:: INFORMATION SUPPLIED

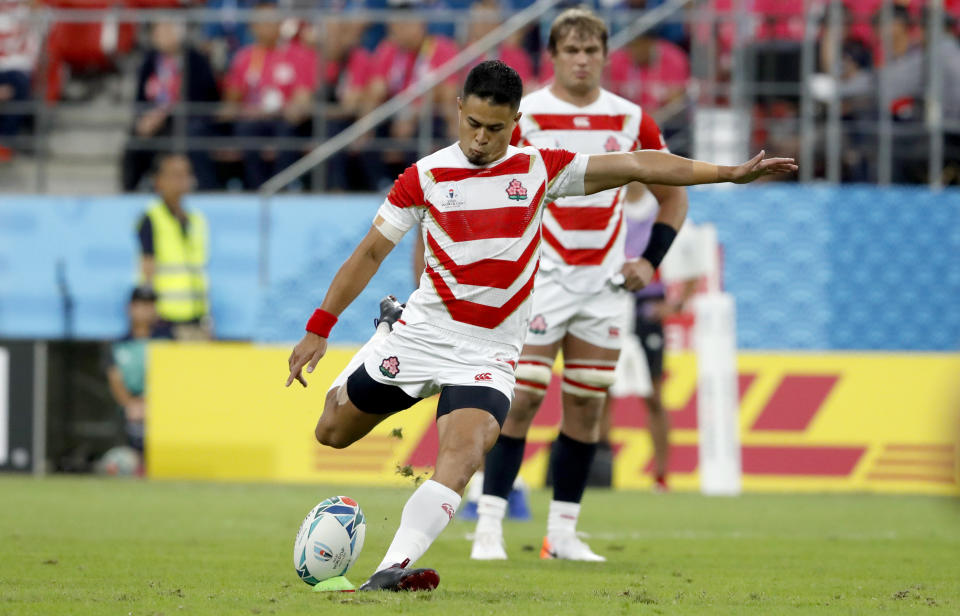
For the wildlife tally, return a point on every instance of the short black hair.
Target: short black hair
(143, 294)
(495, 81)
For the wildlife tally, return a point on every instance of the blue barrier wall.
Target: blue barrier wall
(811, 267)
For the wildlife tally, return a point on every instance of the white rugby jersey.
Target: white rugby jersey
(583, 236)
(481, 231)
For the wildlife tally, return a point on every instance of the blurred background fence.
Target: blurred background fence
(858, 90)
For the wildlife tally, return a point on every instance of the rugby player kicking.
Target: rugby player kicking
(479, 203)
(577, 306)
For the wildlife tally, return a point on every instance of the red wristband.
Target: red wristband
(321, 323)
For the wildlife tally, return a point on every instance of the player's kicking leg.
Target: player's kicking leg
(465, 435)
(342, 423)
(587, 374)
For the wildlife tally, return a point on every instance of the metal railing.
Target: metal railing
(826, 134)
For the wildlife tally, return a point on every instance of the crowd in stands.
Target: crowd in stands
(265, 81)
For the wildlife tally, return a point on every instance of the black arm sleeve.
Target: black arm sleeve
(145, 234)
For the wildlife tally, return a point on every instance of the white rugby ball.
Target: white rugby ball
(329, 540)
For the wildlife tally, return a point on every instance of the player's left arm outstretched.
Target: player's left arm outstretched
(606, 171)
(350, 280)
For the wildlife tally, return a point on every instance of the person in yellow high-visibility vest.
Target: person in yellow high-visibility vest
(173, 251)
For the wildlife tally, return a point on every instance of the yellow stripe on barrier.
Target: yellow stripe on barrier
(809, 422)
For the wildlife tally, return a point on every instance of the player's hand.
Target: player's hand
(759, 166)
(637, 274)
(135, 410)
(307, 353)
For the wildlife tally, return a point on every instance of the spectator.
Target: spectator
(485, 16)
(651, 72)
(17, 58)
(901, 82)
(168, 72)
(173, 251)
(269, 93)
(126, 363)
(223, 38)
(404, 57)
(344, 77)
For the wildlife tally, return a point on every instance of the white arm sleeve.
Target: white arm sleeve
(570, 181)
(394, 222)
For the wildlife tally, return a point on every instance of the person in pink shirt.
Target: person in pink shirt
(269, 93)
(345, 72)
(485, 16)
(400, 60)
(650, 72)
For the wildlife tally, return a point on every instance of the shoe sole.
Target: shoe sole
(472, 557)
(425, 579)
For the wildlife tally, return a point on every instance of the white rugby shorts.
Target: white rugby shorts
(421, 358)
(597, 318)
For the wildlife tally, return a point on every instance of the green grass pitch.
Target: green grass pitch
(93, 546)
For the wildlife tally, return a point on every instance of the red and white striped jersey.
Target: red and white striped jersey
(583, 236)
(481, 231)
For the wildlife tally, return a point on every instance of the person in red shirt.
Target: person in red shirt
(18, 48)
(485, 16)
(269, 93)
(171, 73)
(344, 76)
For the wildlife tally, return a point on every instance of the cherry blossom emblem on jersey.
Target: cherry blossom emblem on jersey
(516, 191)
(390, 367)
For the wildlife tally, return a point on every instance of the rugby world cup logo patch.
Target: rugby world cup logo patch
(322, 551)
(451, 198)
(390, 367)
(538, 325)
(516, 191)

::::

DO THIS: Reproduce all of the material exactly, apart from the pictures.

THE RESPONSE:
For the wildlife tally, return a point on every instance of the short black hair.
Target: short black hair
(143, 294)
(495, 81)
For the wildlife tally, return a point on every instance of the blue barrier wall.
Target: blue barrier wall
(811, 267)
For the wildlife tally, return a point on every instance of the white rugby jersey.
Target: white rugby jersey
(583, 236)
(481, 231)
For the wildlife tally, return a point on every instance of the blurred background fence.
Target: blurred background fence
(858, 90)
For the wildlife tally, return a point on every instance of the rugby player kicking.
Target: rugby player kicking
(479, 203)
(577, 306)
For the wildlife tally, return a point on every instance of the red wristband.
Target: red wristband
(321, 323)
For the wildlife tally, return a point on every instance of the player's kicking leg.
Target: player's kicking leg
(465, 435)
(342, 423)
(587, 374)
For the wildlife tally, return a point on every instance of the metal railing.
Target: metal railing
(826, 134)
For the wildlife tally, return a point on every instance of the crowd in stands.
Target: crowd in stands
(265, 81)
For the wildlife tally, return a point on every instance of the black arm sleeve.
Target: black arm sleeve
(145, 234)
For the wildlife tally, return a point on every instance of the white rugby ball.
Target: white rugby ball
(329, 540)
For the wildlife tally, return a point on every instance of the player's left arm outstretched.
Target: player's left arm outstretched
(606, 171)
(350, 280)
For the wildlife tally, return a point on every instance of the person in yellow high-visibility vest.
Target: person in yellow high-visibility vest
(173, 251)
For the wildlife tally, return a point on every instance of the yellow stripe on barrier.
Target: yellow stripe on barrier
(809, 422)
For the wildlife tally, return a point on every instance of the player's hand.
Target: player's hand
(759, 166)
(637, 274)
(135, 410)
(307, 353)
For the wildlife tally, return a point on every instance of the spectator.
Target: spectator
(485, 16)
(651, 72)
(17, 58)
(901, 82)
(168, 72)
(173, 251)
(269, 93)
(126, 363)
(223, 38)
(404, 57)
(344, 77)
For the wildlife tally, return a point on every instance of the white arm sleeve.
Target: white arm sleeve
(570, 181)
(394, 222)
For the wildlife tally, return a point on every instance of the person in pink shirt.
Target: person in pink shirt
(269, 93)
(345, 72)
(485, 16)
(400, 60)
(650, 72)
For the wildlife tally, return a point on every instance of the shoe sole.
Target: shoe sole
(472, 557)
(425, 579)
For the wildlife tally, return a point on every instance of the white rugby shorts.
Target: white rugby shorts
(421, 358)
(597, 318)
For the wildlife tally, return a point on every instance of the green grass pitch.
Target: green grass pitch
(93, 546)
For the wildlife tally, return a point on every instance of the red and white striped jersey.
Target: red and white striped jersey
(583, 236)
(481, 231)
For the wildlife tally, return a point on every instance of the person in red shirt.
Target: person in red shirt
(18, 48)
(485, 16)
(269, 93)
(171, 73)
(344, 76)
For the wildlife tally, return a point on every instance of the cherry blossom emblem on jersey.
Target: cherry blossom emblem on jersey
(516, 191)
(390, 367)
For the wildlife tally, return a point on every instance of the rugby world cup logo patch.
Target: rugby world cup logo patch
(322, 551)
(451, 198)
(390, 367)
(538, 325)
(516, 191)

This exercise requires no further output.